- **Supplied text**
** Start **
I realized I’d have to bite into one. Shit. There was no other way.
I retrieved a noodle, I carefully sunk my teeth into it to be sure it wasn’t too crunchy or too soft. I turned my head to the sink and spit out the half inch of pasta before it could pollute my body. I’m not going to eat that gluten-packed death worm. No sirree!
We sat down to dinner. My family enjoyed the spaghetti I’d made for them. They’re appreciative. It’s important to note that they are all trim, fit, and not plagued by weight issues. Food isn’t a huge issue for them like it is for me. They are all men btw, I don’t know if that’s germane to the food issue thing, but there it is. I am lucky because they are supportive of whatever I have to do, to be healthy.
** End **
- **What you will do**
(a) In the account of the spaghetti dinner, what does the writer do with the half inch of pasta after biting into it?
(b) Translate this sentence from the account of the spaghetti dinner into Spanish: "I am lucky because they are supportive of whatever I have to do, to be healthy."
(c) Go on with the account of the spaghetti dinner, starting right after its final sentence.
The lines that come next are separate material, unrelated to the account of the spaghetti dinner.

- **Collected data**
** Start **
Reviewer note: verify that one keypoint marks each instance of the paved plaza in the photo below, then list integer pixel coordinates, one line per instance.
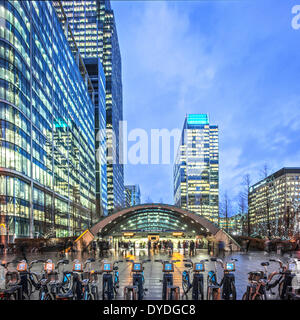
(153, 270)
** End **
- **Response list**
(a) The writer turns toward the sink and spits it out.

(b) Tengo suerte porque me apoyan en lo que sea que tenga que hacer para tener buena salud.

(c)
They don’t seem terrified of the pasta that I’m avoiding like it contained plague spores. I eat my zoodles alongside this family who is appreciative of their actual pasta and supportive of my contorted food situation.
“How are your zoodles mom?”
“They taste like shit son. Zucchini isn’t pasta. It will never be pasta. But I spent one-hundred dollars on my mixer attachment and one hour of my life making the damn things. So I’ll eat them. But they taste like shit.”
“It seems weird that you can eat the spaghetti sauce but not the pasta?”
“Paleo man had marinara. It was what separated him from the animals. Look it up.”